+++ GIVEN DATA +++

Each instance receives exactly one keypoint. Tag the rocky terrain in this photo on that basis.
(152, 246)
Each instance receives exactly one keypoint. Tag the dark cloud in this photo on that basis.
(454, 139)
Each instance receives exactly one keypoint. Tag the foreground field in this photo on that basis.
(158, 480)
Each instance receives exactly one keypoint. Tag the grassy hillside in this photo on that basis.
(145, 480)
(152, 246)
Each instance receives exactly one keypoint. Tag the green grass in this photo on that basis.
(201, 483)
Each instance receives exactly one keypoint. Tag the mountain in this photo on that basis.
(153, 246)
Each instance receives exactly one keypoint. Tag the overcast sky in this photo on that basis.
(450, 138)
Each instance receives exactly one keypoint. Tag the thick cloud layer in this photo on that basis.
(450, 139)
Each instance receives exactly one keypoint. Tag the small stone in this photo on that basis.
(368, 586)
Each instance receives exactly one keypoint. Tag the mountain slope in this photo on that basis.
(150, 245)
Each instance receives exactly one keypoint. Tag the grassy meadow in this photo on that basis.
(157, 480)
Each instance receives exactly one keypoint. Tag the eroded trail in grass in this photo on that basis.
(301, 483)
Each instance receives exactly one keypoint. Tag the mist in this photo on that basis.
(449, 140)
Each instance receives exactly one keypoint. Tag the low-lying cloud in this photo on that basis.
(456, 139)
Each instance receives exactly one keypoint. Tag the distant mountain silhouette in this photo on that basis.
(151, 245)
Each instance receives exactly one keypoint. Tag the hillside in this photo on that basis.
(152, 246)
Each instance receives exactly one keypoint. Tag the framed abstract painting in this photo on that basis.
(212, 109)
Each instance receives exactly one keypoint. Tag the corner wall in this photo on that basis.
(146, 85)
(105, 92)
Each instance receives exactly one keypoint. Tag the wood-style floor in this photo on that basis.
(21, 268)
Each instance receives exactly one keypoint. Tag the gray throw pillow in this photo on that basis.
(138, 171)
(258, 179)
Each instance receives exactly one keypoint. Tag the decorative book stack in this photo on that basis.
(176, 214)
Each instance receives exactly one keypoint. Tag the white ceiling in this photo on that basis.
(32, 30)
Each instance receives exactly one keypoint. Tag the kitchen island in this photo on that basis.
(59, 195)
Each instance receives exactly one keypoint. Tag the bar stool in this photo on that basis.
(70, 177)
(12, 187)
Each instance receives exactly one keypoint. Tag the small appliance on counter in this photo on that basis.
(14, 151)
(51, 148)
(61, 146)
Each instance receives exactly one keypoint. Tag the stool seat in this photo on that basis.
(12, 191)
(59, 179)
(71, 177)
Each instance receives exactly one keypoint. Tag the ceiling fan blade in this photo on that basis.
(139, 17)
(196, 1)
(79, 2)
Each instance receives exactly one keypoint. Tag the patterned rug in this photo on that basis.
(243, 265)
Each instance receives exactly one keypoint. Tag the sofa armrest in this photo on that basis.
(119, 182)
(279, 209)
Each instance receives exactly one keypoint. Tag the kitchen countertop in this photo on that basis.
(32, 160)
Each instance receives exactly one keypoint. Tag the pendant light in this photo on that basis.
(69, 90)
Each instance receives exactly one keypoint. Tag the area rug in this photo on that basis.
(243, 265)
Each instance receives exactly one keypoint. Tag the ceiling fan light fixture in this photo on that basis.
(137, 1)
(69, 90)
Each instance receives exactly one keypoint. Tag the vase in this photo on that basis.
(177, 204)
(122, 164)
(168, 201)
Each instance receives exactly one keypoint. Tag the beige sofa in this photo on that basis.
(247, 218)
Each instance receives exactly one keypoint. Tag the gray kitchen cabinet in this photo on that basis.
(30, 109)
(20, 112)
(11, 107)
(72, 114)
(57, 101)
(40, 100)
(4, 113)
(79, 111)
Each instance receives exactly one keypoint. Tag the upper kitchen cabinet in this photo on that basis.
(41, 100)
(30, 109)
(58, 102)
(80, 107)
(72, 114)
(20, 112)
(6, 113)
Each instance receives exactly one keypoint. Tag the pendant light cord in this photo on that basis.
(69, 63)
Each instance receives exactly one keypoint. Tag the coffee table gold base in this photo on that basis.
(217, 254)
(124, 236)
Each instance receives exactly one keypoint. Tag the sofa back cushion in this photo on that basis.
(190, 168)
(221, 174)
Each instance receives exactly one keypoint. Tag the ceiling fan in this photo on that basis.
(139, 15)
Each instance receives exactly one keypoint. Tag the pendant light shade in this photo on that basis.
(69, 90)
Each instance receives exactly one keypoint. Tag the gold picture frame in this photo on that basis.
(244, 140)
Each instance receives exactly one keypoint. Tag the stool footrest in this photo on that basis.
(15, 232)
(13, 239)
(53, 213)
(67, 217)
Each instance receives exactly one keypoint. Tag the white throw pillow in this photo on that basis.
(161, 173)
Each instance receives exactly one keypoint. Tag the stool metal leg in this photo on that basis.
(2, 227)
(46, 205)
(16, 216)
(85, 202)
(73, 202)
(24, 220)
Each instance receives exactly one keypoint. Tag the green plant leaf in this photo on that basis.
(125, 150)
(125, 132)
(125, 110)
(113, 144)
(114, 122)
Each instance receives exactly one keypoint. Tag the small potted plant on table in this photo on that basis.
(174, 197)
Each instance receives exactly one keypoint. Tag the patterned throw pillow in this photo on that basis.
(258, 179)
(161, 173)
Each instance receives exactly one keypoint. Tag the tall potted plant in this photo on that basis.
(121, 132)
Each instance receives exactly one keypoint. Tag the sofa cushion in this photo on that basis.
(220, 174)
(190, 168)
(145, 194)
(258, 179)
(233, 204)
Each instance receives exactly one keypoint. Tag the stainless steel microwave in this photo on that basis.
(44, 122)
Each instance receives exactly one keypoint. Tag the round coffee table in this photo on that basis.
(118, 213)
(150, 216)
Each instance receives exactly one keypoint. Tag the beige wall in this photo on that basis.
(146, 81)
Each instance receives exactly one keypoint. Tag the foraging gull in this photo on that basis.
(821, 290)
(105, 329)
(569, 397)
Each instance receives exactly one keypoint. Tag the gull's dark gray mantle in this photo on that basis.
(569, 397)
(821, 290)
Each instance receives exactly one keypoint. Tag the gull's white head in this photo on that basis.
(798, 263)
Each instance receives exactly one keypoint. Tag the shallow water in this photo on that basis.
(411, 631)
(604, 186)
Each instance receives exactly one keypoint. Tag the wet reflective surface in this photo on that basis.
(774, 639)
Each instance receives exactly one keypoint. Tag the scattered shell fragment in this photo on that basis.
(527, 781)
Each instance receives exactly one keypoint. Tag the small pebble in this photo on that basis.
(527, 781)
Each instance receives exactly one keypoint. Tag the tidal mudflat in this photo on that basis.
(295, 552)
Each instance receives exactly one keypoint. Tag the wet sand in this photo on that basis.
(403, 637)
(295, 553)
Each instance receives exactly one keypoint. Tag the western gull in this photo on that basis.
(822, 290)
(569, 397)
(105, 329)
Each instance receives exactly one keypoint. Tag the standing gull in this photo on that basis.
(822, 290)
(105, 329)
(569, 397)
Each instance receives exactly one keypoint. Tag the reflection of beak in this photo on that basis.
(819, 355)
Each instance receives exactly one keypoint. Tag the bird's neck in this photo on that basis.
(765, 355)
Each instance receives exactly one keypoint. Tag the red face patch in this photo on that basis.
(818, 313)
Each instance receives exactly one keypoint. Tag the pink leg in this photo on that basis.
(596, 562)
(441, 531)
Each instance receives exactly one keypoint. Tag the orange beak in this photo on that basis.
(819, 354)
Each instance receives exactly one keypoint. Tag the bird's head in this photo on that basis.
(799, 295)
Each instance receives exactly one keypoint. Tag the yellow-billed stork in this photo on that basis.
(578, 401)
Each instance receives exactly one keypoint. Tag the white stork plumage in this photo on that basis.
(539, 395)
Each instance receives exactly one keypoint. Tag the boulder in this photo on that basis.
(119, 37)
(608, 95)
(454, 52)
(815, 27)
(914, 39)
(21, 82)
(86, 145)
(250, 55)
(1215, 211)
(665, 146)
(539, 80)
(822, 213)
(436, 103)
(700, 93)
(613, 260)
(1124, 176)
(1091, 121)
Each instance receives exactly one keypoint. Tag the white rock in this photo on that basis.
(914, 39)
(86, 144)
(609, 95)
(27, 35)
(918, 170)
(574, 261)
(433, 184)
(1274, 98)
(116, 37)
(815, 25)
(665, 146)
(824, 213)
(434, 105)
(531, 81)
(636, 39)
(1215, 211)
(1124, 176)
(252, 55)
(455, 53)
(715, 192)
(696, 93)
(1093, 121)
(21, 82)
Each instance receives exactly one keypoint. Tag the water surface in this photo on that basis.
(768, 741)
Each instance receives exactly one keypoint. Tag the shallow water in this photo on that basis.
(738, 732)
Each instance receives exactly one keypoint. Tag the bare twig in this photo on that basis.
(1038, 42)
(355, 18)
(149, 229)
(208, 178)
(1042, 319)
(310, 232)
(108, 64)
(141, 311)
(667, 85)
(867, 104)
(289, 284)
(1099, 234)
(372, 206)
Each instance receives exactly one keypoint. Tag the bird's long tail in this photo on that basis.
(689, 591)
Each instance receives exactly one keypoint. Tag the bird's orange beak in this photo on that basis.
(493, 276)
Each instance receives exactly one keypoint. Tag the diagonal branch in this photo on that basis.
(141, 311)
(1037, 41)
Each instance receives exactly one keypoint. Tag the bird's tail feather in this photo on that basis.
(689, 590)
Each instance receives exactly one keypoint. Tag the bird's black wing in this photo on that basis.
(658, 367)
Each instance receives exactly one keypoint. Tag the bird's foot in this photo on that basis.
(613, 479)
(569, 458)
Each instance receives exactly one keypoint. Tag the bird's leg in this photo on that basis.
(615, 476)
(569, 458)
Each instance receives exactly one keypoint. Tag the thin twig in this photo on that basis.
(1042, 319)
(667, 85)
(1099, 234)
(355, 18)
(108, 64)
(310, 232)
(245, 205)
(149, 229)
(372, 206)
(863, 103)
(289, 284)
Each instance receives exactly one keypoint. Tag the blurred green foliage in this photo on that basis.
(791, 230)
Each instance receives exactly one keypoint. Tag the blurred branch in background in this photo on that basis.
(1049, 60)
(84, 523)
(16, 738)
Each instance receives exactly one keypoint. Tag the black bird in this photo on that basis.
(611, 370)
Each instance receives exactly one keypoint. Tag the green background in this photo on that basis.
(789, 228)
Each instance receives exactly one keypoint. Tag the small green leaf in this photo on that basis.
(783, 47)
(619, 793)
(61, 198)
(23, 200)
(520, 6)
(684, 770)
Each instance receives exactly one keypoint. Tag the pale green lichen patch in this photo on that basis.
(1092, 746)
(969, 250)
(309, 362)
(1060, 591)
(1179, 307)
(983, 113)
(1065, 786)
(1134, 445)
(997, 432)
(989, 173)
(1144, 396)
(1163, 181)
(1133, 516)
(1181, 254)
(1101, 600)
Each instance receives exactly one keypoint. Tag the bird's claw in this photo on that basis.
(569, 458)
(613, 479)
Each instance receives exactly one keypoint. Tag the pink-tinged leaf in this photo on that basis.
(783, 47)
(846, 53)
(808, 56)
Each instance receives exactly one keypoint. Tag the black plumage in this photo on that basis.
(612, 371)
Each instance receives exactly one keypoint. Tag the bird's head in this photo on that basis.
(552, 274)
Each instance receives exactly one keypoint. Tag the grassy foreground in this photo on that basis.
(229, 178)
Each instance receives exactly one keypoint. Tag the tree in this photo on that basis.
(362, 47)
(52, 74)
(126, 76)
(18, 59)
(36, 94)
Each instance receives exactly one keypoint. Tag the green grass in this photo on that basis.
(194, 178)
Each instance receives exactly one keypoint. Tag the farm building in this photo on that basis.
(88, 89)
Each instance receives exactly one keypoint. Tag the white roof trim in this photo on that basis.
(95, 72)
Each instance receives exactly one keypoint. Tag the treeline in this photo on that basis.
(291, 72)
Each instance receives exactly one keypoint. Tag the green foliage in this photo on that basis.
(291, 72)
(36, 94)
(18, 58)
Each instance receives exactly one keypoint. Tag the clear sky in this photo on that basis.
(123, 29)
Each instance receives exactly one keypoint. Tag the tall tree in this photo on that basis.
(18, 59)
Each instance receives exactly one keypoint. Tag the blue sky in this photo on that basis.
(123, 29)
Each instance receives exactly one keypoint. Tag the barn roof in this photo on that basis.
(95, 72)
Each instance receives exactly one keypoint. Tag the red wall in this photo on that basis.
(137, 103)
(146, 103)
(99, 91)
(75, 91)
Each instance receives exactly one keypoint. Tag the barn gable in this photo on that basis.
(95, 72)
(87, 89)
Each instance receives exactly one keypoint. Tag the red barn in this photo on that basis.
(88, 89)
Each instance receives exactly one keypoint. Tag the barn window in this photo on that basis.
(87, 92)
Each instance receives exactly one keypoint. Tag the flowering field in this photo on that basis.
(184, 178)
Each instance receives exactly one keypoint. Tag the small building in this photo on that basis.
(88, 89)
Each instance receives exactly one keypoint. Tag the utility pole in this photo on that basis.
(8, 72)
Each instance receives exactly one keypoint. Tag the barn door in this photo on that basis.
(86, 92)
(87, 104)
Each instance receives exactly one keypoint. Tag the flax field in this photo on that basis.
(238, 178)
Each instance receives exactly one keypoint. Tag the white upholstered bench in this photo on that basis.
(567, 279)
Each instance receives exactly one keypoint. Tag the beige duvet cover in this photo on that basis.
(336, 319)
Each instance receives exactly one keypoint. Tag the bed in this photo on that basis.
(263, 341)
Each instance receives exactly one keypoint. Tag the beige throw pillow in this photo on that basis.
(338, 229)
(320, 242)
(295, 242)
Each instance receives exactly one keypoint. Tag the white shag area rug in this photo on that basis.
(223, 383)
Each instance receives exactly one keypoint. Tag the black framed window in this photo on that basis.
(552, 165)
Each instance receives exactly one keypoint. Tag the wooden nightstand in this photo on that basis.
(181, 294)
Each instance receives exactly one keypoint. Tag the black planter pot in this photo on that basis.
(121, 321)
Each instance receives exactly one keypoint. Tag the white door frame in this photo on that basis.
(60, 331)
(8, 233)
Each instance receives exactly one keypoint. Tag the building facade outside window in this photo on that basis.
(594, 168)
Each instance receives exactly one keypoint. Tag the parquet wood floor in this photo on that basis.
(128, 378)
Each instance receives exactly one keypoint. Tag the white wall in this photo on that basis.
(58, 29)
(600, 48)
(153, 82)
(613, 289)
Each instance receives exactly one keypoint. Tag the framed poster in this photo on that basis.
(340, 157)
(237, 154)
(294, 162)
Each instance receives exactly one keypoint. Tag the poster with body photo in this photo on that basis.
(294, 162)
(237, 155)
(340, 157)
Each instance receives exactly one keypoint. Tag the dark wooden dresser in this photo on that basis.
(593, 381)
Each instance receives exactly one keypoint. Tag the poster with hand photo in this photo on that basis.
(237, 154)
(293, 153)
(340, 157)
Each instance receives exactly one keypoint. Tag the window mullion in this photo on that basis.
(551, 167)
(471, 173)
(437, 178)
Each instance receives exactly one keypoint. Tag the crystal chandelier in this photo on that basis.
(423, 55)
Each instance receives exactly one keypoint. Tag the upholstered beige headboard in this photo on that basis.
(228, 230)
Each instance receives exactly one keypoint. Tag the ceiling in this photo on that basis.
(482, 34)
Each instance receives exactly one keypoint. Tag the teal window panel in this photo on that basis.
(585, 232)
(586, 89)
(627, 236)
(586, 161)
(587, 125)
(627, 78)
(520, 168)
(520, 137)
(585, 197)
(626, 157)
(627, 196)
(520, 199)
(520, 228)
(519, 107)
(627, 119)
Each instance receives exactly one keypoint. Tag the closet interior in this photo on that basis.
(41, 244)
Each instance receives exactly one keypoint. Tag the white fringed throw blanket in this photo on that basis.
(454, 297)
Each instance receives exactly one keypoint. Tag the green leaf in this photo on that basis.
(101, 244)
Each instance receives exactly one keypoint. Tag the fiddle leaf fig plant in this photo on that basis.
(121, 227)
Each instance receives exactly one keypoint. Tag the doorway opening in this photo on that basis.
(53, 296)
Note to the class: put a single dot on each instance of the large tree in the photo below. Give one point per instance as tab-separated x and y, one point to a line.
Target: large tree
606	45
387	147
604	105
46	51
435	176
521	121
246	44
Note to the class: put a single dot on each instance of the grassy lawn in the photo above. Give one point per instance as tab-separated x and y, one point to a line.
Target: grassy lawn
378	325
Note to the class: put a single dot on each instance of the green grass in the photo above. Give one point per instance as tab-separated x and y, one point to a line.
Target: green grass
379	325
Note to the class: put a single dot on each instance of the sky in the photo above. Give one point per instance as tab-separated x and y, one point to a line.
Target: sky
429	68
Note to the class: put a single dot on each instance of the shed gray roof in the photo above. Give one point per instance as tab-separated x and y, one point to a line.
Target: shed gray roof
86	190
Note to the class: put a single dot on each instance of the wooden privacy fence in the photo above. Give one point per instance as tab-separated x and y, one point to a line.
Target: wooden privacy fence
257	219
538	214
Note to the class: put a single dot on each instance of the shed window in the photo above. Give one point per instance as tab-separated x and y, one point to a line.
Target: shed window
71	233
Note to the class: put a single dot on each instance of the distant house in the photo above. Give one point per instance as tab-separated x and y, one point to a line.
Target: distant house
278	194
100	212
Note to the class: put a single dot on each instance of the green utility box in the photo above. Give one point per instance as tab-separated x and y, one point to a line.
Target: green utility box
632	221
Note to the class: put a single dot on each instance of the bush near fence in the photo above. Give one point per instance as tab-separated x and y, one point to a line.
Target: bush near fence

+++

• [INSTRUCTIONS FOR THE TASK]: Retype only this portion of the data above: the line containing "Each instance receives exactly one keypoint. Tag the ceiling in", the line containing "of the large", and all lines between them, exactly.

• [SOLUTION FOR THIS TASK]:
Each instance receives exactly one keypoint. Tag the ceiling in this photo on that basis.
(482, 34)
Each instance receives exactly one keypoint. Tag the teal window panel in this photo on that basis.
(585, 232)
(586, 89)
(627, 236)
(586, 161)
(587, 125)
(627, 78)
(520, 168)
(520, 137)
(585, 197)
(626, 157)
(627, 196)
(520, 199)
(520, 228)
(519, 107)
(627, 119)
Each instance receives exactly one keypoint. Tag the closet interior in this photo on that basis.
(41, 244)
Each instance receives exactly one keypoint. Tag the white fringed throw blanket in this photo on that basis.
(454, 297)
Each instance receives exactly one keypoint. Tag the green leaf in this photo on that basis.
(101, 244)
Each instance receives exactly one keypoint. Tag the fiddle leaf fig plant in this photo on that basis.
(121, 227)
Each instance receives exactly one keypoint. Tag the doorway opening in this photo on that basis.
(53, 296)
Note to the class: put a single dot on each instance of the large tree in the photo below. Give one point per instance as tab-separated x and y, one point to a line.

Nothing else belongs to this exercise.